Start MATERIALS PROVIDED
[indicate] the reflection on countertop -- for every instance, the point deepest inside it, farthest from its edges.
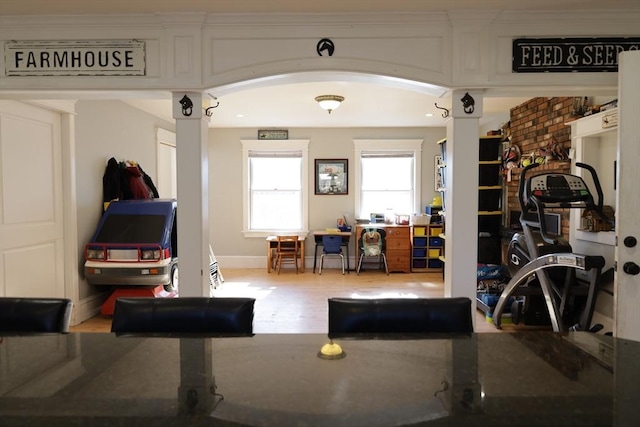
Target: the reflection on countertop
(529, 378)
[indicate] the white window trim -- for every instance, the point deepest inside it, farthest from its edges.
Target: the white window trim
(277, 145)
(389, 145)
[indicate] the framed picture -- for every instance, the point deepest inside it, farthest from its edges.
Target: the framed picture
(332, 176)
(273, 134)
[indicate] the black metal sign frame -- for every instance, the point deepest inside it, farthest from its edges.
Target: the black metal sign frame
(570, 55)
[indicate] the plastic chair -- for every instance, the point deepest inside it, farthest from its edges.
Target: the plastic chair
(188, 315)
(331, 245)
(35, 315)
(372, 245)
(287, 251)
(353, 317)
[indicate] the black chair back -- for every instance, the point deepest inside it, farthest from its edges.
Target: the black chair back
(34, 315)
(189, 315)
(349, 317)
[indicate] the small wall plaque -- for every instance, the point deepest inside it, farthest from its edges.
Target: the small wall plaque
(273, 134)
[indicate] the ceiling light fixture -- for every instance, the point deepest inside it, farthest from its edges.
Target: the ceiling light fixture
(329, 102)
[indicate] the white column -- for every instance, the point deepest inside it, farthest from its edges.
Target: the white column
(193, 193)
(461, 197)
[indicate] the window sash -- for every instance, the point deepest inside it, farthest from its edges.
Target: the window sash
(288, 188)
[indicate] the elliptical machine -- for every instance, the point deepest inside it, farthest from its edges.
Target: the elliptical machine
(544, 265)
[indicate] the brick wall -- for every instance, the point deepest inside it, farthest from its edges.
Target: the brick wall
(533, 126)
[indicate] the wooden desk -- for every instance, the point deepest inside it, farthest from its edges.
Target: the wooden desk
(272, 244)
(398, 243)
(317, 235)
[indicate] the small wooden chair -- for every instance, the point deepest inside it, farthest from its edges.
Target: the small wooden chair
(287, 251)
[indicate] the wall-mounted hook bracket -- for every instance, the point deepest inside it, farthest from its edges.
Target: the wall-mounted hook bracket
(209, 110)
(446, 111)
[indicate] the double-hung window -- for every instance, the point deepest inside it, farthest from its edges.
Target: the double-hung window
(275, 186)
(387, 176)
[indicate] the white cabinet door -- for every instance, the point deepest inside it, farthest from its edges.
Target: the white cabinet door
(627, 284)
(31, 210)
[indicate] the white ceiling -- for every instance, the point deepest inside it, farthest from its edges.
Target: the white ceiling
(369, 102)
(75, 7)
(293, 105)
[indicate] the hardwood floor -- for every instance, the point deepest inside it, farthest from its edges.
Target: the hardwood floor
(297, 303)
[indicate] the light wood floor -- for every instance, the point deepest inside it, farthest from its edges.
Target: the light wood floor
(297, 303)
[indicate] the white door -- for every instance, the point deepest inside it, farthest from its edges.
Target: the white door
(627, 279)
(167, 179)
(31, 211)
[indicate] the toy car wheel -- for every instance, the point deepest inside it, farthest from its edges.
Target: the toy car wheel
(173, 285)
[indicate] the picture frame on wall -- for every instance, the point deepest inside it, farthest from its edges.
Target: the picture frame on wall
(331, 176)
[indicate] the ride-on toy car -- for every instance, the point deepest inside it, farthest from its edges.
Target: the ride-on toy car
(135, 244)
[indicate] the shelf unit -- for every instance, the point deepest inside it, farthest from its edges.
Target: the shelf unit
(490, 194)
(427, 248)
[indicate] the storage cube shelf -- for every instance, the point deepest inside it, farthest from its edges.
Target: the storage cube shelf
(426, 249)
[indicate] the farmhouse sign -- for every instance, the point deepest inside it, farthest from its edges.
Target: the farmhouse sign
(564, 55)
(75, 58)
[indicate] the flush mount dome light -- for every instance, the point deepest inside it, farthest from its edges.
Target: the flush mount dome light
(329, 102)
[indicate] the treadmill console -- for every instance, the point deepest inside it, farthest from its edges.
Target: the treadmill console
(557, 188)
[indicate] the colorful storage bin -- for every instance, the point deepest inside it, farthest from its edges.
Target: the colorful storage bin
(434, 253)
(435, 241)
(418, 253)
(419, 241)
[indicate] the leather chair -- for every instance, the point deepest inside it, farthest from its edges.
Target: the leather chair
(34, 315)
(188, 315)
(349, 317)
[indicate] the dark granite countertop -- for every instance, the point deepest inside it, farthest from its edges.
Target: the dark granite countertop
(523, 379)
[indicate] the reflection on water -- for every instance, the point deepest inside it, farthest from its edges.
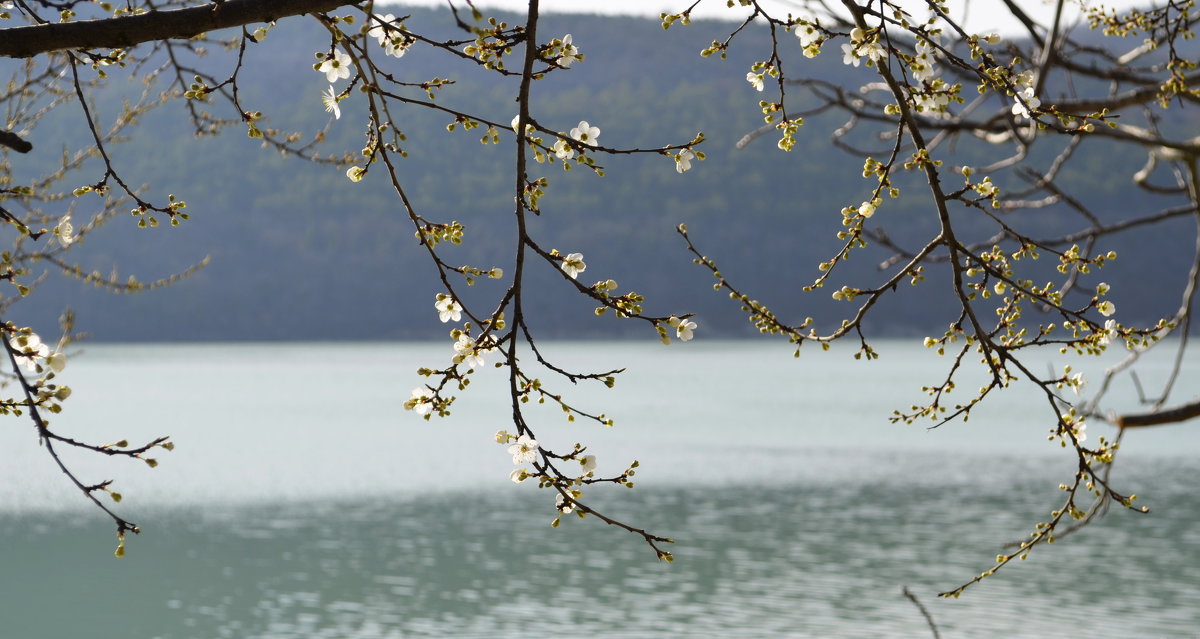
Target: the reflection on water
(808, 559)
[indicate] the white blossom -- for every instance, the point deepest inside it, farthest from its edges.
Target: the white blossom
(586, 133)
(923, 63)
(570, 53)
(573, 264)
(683, 161)
(563, 150)
(448, 308)
(849, 57)
(873, 49)
(385, 34)
(467, 352)
(336, 67)
(1030, 102)
(684, 328)
(867, 209)
(859, 47)
(31, 353)
(525, 451)
(66, 231)
(330, 101)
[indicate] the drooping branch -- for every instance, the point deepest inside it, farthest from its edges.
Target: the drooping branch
(1155, 418)
(130, 30)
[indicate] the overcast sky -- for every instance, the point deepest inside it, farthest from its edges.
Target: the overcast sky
(984, 15)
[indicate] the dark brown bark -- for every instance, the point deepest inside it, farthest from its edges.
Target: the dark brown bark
(1171, 416)
(130, 30)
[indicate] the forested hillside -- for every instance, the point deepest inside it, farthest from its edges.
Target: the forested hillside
(299, 252)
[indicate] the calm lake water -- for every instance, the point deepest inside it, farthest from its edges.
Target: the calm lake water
(304, 502)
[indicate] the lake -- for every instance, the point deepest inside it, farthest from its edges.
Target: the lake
(304, 502)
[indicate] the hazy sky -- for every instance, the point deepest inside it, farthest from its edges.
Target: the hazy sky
(984, 15)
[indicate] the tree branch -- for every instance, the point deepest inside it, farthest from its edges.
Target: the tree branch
(130, 30)
(1171, 416)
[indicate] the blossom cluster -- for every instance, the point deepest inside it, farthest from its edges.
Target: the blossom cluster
(36, 357)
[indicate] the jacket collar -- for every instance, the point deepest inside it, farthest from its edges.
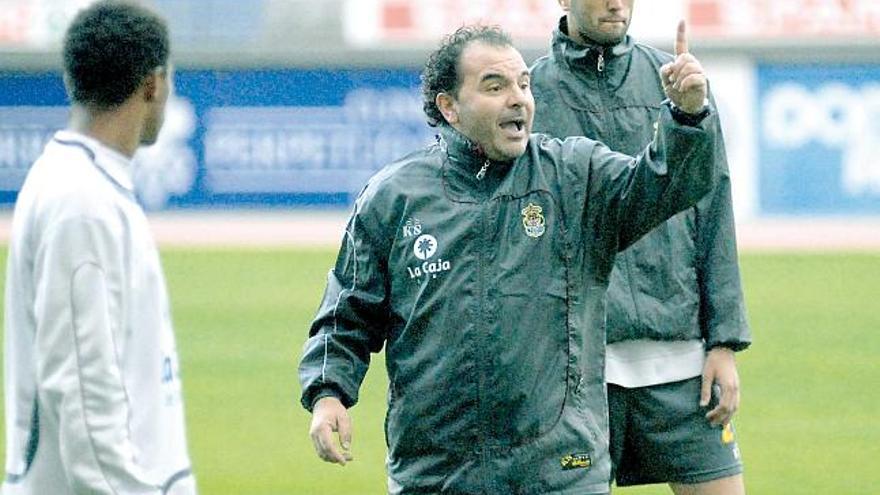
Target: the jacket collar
(574, 54)
(114, 165)
(464, 161)
(459, 148)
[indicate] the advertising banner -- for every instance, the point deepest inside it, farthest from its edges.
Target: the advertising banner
(819, 139)
(244, 137)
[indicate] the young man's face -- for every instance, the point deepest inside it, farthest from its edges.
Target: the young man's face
(598, 21)
(494, 106)
(156, 106)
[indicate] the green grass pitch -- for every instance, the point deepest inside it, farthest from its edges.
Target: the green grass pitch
(810, 384)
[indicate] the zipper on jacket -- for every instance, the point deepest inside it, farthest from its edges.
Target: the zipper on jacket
(483, 170)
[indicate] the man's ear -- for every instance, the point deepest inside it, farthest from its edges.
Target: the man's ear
(151, 85)
(446, 104)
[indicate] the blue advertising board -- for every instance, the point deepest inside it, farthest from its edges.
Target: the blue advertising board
(244, 137)
(819, 144)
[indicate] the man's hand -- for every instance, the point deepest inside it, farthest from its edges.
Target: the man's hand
(329, 416)
(684, 80)
(720, 368)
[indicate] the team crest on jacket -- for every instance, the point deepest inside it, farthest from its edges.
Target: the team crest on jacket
(533, 220)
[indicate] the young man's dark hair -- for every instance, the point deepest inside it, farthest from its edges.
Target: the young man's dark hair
(441, 70)
(109, 49)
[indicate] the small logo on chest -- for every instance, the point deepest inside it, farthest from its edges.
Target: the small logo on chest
(424, 248)
(533, 220)
(412, 227)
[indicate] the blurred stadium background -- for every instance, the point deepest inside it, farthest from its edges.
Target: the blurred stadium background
(283, 108)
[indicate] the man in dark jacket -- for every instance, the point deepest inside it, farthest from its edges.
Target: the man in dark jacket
(675, 305)
(480, 263)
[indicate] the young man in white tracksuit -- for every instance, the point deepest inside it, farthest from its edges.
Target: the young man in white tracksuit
(92, 382)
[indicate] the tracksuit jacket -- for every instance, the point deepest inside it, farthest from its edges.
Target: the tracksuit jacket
(682, 280)
(487, 295)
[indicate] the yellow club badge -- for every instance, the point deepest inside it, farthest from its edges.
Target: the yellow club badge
(533, 220)
(727, 434)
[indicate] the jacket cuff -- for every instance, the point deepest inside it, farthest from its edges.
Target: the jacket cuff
(688, 119)
(310, 399)
(735, 346)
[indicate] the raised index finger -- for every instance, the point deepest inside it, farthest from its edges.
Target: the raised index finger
(681, 38)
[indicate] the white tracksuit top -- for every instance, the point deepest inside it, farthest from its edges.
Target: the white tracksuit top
(93, 396)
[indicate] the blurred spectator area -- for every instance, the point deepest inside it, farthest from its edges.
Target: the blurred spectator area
(364, 33)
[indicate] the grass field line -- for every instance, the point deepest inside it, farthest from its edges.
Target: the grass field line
(323, 228)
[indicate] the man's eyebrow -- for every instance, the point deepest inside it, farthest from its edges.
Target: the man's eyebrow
(492, 76)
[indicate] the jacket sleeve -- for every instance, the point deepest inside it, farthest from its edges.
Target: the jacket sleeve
(670, 175)
(351, 320)
(722, 307)
(79, 341)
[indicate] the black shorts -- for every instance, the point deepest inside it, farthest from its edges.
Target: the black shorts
(660, 434)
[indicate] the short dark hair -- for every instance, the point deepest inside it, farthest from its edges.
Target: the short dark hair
(109, 48)
(441, 70)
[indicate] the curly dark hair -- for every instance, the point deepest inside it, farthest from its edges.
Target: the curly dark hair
(441, 70)
(109, 48)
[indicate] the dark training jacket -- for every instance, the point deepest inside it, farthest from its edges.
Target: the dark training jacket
(682, 280)
(488, 296)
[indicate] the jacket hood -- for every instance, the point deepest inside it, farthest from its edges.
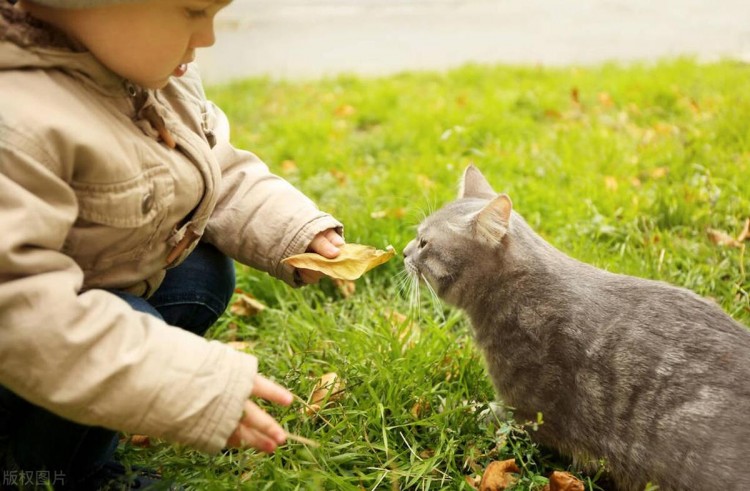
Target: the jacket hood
(28, 43)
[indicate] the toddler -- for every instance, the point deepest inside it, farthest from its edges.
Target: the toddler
(122, 208)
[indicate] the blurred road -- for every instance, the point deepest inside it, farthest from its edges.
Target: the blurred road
(314, 38)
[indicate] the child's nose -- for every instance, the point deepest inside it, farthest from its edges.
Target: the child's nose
(204, 38)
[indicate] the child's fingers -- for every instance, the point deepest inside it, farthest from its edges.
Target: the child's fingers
(334, 237)
(323, 246)
(309, 276)
(260, 421)
(271, 391)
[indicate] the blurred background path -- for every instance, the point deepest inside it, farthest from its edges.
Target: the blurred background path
(315, 38)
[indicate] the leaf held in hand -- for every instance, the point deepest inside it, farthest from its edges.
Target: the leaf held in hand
(353, 261)
(499, 475)
(563, 481)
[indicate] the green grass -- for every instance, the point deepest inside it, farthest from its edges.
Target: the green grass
(624, 167)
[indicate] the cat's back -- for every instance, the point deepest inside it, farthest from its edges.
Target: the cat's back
(664, 377)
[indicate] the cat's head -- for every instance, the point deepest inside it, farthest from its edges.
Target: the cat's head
(461, 240)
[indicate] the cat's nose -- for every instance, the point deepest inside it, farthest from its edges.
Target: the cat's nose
(409, 248)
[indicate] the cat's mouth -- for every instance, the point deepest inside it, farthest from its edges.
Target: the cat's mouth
(410, 267)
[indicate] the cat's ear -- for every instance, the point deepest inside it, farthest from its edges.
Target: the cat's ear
(474, 185)
(491, 223)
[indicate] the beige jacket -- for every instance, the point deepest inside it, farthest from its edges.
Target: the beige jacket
(93, 197)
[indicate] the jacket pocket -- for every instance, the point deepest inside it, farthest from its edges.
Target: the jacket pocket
(119, 221)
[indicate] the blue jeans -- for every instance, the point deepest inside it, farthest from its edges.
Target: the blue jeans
(192, 296)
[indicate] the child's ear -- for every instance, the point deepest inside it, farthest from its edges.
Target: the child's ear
(474, 185)
(492, 222)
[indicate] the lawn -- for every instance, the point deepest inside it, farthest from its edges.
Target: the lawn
(636, 169)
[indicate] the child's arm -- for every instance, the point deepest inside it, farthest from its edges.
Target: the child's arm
(87, 355)
(260, 218)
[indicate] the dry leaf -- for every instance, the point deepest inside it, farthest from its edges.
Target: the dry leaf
(421, 408)
(329, 388)
(473, 482)
(345, 287)
(499, 475)
(353, 261)
(722, 238)
(142, 441)
(240, 345)
(563, 481)
(245, 305)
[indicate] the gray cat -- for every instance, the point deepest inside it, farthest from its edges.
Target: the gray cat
(650, 377)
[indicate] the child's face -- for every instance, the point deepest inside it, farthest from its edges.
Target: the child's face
(146, 42)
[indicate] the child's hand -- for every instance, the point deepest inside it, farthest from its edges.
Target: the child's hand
(326, 244)
(257, 428)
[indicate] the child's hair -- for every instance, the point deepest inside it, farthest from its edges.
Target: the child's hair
(77, 4)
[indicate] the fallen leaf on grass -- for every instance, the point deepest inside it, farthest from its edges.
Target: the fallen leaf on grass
(240, 345)
(353, 261)
(245, 305)
(722, 238)
(499, 475)
(329, 388)
(142, 441)
(563, 481)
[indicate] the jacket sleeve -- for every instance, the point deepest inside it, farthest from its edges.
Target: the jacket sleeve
(87, 356)
(260, 218)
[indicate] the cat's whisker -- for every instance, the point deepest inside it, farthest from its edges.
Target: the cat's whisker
(402, 280)
(436, 303)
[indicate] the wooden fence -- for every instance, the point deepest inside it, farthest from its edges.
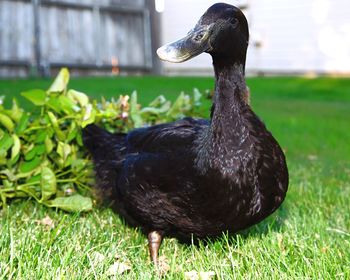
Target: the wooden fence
(37, 36)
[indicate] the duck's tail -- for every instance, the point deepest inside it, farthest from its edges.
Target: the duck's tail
(108, 153)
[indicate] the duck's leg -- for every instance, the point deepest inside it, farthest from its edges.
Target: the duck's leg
(154, 241)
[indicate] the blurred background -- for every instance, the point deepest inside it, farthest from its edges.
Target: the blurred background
(104, 37)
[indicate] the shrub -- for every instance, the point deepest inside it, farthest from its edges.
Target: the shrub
(41, 151)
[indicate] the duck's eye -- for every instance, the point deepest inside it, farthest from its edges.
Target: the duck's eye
(234, 22)
(198, 36)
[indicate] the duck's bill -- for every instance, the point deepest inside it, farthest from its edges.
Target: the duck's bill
(195, 43)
End MATERIALS PROVIDED
GOAL OF THE EXERCISE —
Rewrite as a numbered list the lines from the one containing "[indicate] the duck's bill" through the end of the entries, leaving out any blank lines.

SOLUTION TO THIS TASK —
1. [indicate] the duck's bill -- for every instance, the point deepest inside it, farthest from its edges.
2. Target: the duck's bill
3. (195, 43)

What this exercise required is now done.